Request: Exactly as they appear, copy the lines of the listing from the one containing "Mark the running" through the final line, both included, and nothing else.

Provided data:
————

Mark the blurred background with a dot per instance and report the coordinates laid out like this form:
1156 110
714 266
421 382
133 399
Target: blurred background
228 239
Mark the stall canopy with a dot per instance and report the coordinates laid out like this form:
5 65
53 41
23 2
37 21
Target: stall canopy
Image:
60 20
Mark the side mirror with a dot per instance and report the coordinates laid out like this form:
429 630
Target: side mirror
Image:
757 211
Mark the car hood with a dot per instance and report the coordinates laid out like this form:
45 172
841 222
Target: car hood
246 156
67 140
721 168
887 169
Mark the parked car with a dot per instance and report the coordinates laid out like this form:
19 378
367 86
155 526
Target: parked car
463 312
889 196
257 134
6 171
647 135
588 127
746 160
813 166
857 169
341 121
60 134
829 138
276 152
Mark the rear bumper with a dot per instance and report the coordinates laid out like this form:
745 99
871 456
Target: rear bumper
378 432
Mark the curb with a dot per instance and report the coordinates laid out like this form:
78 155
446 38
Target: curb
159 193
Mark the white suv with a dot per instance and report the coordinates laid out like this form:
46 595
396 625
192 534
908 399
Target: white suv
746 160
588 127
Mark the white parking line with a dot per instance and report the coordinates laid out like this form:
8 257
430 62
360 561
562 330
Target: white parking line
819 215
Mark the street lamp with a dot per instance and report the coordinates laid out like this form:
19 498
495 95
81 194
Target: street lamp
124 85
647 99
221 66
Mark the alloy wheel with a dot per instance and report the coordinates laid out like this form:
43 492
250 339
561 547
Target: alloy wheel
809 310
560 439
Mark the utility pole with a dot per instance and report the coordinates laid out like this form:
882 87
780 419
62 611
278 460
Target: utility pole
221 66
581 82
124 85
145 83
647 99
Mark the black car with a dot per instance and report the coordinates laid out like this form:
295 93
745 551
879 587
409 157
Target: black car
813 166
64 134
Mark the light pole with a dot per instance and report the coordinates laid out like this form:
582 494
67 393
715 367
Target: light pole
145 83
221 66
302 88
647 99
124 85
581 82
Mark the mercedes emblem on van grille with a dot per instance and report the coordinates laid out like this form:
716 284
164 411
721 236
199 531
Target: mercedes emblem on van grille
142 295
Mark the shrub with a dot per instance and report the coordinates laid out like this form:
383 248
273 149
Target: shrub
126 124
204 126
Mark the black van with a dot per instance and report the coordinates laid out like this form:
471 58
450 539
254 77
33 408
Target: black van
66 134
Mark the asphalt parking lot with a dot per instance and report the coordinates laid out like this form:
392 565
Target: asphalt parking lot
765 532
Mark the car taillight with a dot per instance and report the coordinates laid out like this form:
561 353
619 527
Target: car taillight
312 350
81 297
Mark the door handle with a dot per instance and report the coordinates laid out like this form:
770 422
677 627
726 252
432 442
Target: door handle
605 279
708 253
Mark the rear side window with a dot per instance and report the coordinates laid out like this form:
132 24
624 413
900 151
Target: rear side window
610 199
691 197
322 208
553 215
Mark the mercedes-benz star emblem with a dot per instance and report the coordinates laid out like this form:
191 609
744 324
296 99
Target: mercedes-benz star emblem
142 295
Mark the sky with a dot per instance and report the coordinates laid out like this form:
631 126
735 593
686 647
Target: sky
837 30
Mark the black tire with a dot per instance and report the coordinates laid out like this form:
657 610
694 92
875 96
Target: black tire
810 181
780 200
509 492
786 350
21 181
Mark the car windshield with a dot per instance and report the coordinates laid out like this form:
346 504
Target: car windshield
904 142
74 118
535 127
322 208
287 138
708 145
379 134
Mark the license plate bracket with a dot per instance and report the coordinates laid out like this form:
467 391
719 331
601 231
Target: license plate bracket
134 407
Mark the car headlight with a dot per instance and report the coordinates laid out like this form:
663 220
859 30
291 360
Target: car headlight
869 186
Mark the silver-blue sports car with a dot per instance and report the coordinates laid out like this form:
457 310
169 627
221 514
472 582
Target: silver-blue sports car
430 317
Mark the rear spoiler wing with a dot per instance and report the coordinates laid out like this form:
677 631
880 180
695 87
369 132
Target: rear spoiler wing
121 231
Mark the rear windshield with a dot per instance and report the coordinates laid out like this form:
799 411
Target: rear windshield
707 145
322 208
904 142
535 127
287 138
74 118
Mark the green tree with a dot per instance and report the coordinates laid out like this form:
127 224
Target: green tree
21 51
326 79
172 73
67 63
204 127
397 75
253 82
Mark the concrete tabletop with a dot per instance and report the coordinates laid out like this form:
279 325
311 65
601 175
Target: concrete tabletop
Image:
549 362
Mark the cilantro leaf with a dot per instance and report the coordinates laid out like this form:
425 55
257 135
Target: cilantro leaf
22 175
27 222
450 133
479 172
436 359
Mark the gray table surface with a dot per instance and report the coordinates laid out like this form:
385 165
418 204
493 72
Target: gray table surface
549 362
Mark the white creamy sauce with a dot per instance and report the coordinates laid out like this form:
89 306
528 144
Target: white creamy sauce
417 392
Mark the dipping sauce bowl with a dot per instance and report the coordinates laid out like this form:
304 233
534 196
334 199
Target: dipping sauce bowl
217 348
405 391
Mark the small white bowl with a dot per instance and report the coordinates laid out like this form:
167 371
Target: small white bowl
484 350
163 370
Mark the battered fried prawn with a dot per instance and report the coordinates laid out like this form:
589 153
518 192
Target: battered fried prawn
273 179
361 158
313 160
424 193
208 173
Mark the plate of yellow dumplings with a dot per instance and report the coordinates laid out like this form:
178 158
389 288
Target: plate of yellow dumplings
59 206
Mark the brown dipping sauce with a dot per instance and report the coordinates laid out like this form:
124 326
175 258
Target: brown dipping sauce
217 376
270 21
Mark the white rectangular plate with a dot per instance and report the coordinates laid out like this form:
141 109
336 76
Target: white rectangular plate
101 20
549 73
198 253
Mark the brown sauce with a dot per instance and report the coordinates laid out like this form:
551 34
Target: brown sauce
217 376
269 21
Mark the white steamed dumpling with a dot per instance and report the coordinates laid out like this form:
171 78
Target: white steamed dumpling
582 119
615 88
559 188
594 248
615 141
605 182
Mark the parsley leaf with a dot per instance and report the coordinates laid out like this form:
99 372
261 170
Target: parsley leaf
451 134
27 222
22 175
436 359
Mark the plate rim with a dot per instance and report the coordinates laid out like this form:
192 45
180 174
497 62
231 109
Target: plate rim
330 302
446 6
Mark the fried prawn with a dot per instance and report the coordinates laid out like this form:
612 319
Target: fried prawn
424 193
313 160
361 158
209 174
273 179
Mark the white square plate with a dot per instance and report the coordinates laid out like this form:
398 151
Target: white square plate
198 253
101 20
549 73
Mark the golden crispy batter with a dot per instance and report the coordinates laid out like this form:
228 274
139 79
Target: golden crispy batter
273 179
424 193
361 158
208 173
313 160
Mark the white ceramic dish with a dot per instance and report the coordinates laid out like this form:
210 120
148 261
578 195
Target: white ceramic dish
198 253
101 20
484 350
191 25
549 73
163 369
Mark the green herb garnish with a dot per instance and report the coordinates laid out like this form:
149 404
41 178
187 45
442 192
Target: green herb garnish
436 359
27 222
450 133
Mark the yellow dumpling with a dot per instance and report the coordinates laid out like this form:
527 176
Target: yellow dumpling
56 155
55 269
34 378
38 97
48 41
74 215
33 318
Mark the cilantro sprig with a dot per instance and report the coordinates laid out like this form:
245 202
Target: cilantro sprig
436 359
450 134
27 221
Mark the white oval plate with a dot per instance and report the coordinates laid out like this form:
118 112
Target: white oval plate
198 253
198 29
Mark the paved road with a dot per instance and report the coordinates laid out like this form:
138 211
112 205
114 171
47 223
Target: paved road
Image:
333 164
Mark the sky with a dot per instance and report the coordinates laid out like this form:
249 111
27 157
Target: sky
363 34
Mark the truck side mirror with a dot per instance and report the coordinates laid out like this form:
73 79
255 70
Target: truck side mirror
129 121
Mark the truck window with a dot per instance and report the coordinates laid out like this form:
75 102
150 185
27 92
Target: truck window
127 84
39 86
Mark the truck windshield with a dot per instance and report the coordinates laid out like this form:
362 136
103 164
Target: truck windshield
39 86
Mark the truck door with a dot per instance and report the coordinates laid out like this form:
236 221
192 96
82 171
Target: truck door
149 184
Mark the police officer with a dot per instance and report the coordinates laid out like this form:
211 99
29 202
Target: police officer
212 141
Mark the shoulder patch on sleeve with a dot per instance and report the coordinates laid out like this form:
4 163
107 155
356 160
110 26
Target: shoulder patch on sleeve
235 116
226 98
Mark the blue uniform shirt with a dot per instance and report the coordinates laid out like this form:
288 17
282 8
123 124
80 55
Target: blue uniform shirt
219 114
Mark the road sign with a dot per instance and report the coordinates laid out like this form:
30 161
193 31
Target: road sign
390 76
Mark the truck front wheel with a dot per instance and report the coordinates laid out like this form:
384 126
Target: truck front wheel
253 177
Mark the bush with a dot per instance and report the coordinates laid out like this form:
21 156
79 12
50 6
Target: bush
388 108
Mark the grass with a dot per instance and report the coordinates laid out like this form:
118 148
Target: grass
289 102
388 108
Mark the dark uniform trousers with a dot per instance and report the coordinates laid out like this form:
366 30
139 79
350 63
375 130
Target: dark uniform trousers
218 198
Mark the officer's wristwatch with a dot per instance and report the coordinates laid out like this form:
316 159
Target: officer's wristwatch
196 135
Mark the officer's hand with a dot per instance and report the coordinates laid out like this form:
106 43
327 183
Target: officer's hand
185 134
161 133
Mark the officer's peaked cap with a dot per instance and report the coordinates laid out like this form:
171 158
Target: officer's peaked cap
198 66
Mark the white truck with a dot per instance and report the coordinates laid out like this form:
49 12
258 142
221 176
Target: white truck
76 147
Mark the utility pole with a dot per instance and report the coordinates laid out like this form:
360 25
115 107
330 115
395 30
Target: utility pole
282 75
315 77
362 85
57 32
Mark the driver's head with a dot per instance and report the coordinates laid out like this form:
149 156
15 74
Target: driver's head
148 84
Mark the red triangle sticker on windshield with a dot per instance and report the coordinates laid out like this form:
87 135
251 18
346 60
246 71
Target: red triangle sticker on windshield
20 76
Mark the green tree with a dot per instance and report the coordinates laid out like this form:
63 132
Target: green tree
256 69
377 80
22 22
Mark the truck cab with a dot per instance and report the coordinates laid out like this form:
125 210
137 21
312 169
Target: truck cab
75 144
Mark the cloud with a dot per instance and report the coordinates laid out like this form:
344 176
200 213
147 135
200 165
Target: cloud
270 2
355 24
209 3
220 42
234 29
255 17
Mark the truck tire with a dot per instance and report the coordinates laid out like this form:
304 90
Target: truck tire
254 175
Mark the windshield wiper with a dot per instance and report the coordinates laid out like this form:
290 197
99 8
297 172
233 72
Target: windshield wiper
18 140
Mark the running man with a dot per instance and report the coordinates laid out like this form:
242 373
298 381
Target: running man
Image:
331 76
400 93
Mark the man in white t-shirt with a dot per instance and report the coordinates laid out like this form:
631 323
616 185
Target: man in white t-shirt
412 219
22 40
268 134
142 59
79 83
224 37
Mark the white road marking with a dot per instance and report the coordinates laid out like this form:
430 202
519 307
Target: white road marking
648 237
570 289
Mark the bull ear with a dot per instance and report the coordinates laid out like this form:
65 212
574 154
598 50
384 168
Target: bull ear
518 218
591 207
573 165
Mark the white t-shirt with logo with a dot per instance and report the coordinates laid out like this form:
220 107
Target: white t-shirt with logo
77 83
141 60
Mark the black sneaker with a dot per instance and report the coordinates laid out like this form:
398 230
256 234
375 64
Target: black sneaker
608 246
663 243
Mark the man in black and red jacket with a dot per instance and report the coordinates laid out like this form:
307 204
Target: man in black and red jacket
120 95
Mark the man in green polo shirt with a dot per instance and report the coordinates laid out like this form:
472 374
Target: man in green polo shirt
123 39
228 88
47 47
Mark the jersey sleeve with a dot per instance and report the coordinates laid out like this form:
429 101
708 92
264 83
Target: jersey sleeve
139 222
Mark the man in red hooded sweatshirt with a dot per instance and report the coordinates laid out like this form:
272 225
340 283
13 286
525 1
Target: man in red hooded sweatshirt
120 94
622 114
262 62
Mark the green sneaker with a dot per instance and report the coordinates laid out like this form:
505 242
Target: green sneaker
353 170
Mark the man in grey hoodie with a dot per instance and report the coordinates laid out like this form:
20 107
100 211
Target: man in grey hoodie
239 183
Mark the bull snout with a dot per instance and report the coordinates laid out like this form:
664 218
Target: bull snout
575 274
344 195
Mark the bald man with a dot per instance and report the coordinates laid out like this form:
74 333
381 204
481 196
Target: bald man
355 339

————

The solution:
Mark the running man with a dot per instance and report the coordinates laid out like this form:
242 373
298 381
Target: running man
Image:
331 76
400 93
Mark the man in white t-shirt with a dot per instance and report the coordinates laid out like this form:
631 323
616 185
Target: man in white t-shirt
412 219
22 40
268 134
142 59
79 83
224 37
Mark the white road marking with a dot per instance and report the coordinates laid out like this form:
430 202
519 307
Target: white road marking
648 237
570 289
Mark the bull ear with a dot per instance and report the coordinates laid out like this form:
65 212
574 154
598 50
384 168
Target: bull ear
518 218
591 207
573 165
Mark the white t-shirt with logo with a dot per instance and report the coordinates laid out like this form:
220 107
Target: white t-shirt with logo
77 83
141 60
Mark the black sneaker with a dot per instance and report the coordinates laid out like this form:
398 230
256 234
375 64
Target: black sneaker
608 246
663 243
Mark the man in black and red jacket with a dot per instance and report the coordinates laid out like this form:
307 204
Target: man in black and red jacket
120 95
Mark the man in green polo shirt with a dot per instance and report the coordinates laid out like this form:
472 374
Target: man in green polo shirt
123 39
228 88
47 47
Mark the jersey sleeve with a dot per instance and report the coordinates laid out like this form:
429 101
708 92
264 83
Target: jersey sleeve
139 222
Mark the man in red hooded sweatshirt with a dot per instance and report the coordinates laid out like this form:
272 225
340 283
13 286
525 1
Target: man in red hooded sweatshirt
120 94
622 114
262 62
Mark the green sneaker with a dot per instance and report the coordinates laid out like this form:
505 242
Target: green sneaker
353 170
Mark the man in grey hoodie with a dot per instance and report the coordinates laid out like this form:
20 107
100 211
Target: man in grey hoodie
239 183
Mark the bull snout with a dot per instance and report the coordinates laid out like this form:
664 218
Target: bull snout
575 274
344 195
Mark the bald man with a dot per instance and report the coordinates laid out like this form:
74 333
381 204
481 196
Target: bald man
355 339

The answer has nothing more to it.